Texte source:
· · · · ·
Quand, voici des années, étudiant ce qui se passait à le bourse aux grains de Chicago, je compris soudain de quelle façon ils géraient toutes les céréales du monde - et en même temps ne pus le comprendre et laissant tomber mon livre, alors je sus aussitôt et me dis : te voilà dans une méchante affaire.
Je n’éprouvais nulle amertume, et ce n’était pas l’injustice qui m’effrayait là -dedans, j’étais tout plein d’une seule idée : ce n’est pas possible qu’ils continuent comme ça !
Tous ces gens-là , je le voyais, vivaient du tort qu’ils faisaient, pas du tout de leur utilité. C’était une situation, je le voyais, qui ne pouvait se perpétuer qu’à coups de crimes, parce que trop mauvaise pour le plus grand nombre.
C’est ainsi que toute conquête de la raison, toute invention, ou découverte, ne peut qu’accroître la misère.
Je faisais ces réflexions et d’autres encore, sans colère ni plaintes, en fermant le livre décrivant le marché aux grains et la bourse de Chicago.
Je me préparais là beaucoup de peine et de tourments.
Bertolt Brecht "Quand voici des années"
Ce matin j’ai ouvert le journal et j’ai pensé dans cette année 2008, pas une autre année, celle-ci, se préparent beaucoup de tourments.
· · · · ·
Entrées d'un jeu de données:
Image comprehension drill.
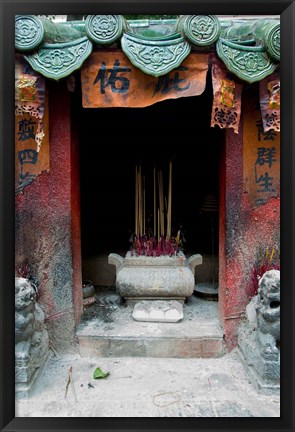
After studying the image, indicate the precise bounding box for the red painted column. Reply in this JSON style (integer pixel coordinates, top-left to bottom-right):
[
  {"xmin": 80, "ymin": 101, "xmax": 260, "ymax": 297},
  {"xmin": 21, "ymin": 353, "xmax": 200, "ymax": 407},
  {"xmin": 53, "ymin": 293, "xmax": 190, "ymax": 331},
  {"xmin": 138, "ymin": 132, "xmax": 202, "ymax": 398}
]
[{"xmin": 16, "ymin": 80, "xmax": 83, "ymax": 351}]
· · · · ·
Travail à faire:
1) Reprenez à l'identique le passage du texte source qui va de « Tous ces gens-là » jusqu'à « et de tourments. » inclus.
2) Poursuivez le texte source en reprenant juste après sa dernière phrase.

Réponses par tâche:
1)
Tous ces gens-là , je le voyais, vivaient du tort qu’ils faisaient, pas du tout de leur utilité. C’était une situation, je le voyais, qui ne pouvait se perpétuer qu’à coups de crimes, parce que trop mauvaise pour le plus grand nombre.
C’est ainsi que toute conquête de la raison, toute invention, ou découverte, ne peut qu’accroître la misère.
Je faisais ces réflexions et d’autres encore, sans colère ni plaintes, en fermant le livre décrivant le marché aux grains et la bourse de Chicago.
Je me préparais là beaucoup de peine et de tourments.

2)
A Haïti, ils mangent des galettes de terre, mais à Chicago ça hurle « à combien le riz ? » Sur les grands livres s’accumulent des chiffres.
Oui mais quand les hommes apprennent la faim et la soif, ils n’apprennent pas pour autant la faim et la soif de vérité. Et ceux qui ont encore un peu de nourriture se bouchent les yeux et les oreilles.
Ils ont même beaucoup de mal à comprendre que la guerre n’est pas nécessaire. Hier le petit agité nous a présenté le budget de la Défense : moins d’hommes mais plus, toujours plus, d’engins de morts pour les marchands, ceux qui possèdent la presse et nous racontent ce qu’ils veulent. Le petit agité a expliqué que l’ennemi de l’Occident vertueux, démocratique, était là , l’ennemi nous menace de tous les côtés à la fois : invasion, épidémie, terrorisme... Il faut aller le traquer chez lui, empêcher que les pauvres, affamés par la Bourse de Chicago se pressent aux frontières… Et il a terminé en invitant l’assistance à chanter la Marseillaise : « Allons enfants de la patrie, le jour de gloire est arrivé ! »
La gloire pour aujourd’hui était celle du tableau de chasse du Ministre de l’Immigration. Dans la cour du ministère, quelques cadavres y compris d’enfants fuyant la police… La conférence de presse les a enjambés sans les voir…
Le ministre de l’Immigration, Brice Hortefeux, c’est son nom, a annoncé jeudi une augmentation de 80% des reconduites à la frontière d’étrangers en situation irrégulière pour les cinq premiers mois de 2008, par rapport à la même période de 2007.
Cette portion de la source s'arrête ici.